**TASK STATEMENT**
Report how many lines in the rows below contain the string "chili", treating uppercase and lowercase letters as different, and give only that number.

BEGIN

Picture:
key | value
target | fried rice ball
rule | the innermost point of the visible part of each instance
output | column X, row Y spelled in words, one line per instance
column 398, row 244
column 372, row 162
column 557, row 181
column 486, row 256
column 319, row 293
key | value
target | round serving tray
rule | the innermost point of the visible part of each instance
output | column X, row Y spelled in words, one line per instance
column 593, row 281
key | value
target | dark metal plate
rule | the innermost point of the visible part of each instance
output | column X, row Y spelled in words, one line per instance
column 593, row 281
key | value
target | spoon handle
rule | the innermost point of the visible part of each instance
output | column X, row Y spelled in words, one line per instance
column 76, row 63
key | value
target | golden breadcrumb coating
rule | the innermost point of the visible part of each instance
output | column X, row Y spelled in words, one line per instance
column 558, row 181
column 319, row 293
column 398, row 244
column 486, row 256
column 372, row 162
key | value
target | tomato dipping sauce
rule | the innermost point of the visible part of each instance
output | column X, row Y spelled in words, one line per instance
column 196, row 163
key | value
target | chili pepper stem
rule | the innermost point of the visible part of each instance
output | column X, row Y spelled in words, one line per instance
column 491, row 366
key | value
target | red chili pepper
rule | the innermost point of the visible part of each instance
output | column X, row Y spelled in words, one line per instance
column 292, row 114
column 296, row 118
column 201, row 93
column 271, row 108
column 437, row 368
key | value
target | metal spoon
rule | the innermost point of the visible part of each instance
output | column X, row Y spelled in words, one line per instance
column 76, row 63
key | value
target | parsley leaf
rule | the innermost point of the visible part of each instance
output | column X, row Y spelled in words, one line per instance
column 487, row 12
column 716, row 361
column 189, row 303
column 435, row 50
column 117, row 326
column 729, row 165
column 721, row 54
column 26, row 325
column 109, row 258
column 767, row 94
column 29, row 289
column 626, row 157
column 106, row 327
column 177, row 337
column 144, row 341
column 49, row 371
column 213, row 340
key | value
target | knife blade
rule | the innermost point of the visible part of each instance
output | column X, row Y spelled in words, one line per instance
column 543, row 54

END

**EXERCISE SOLUTION**
2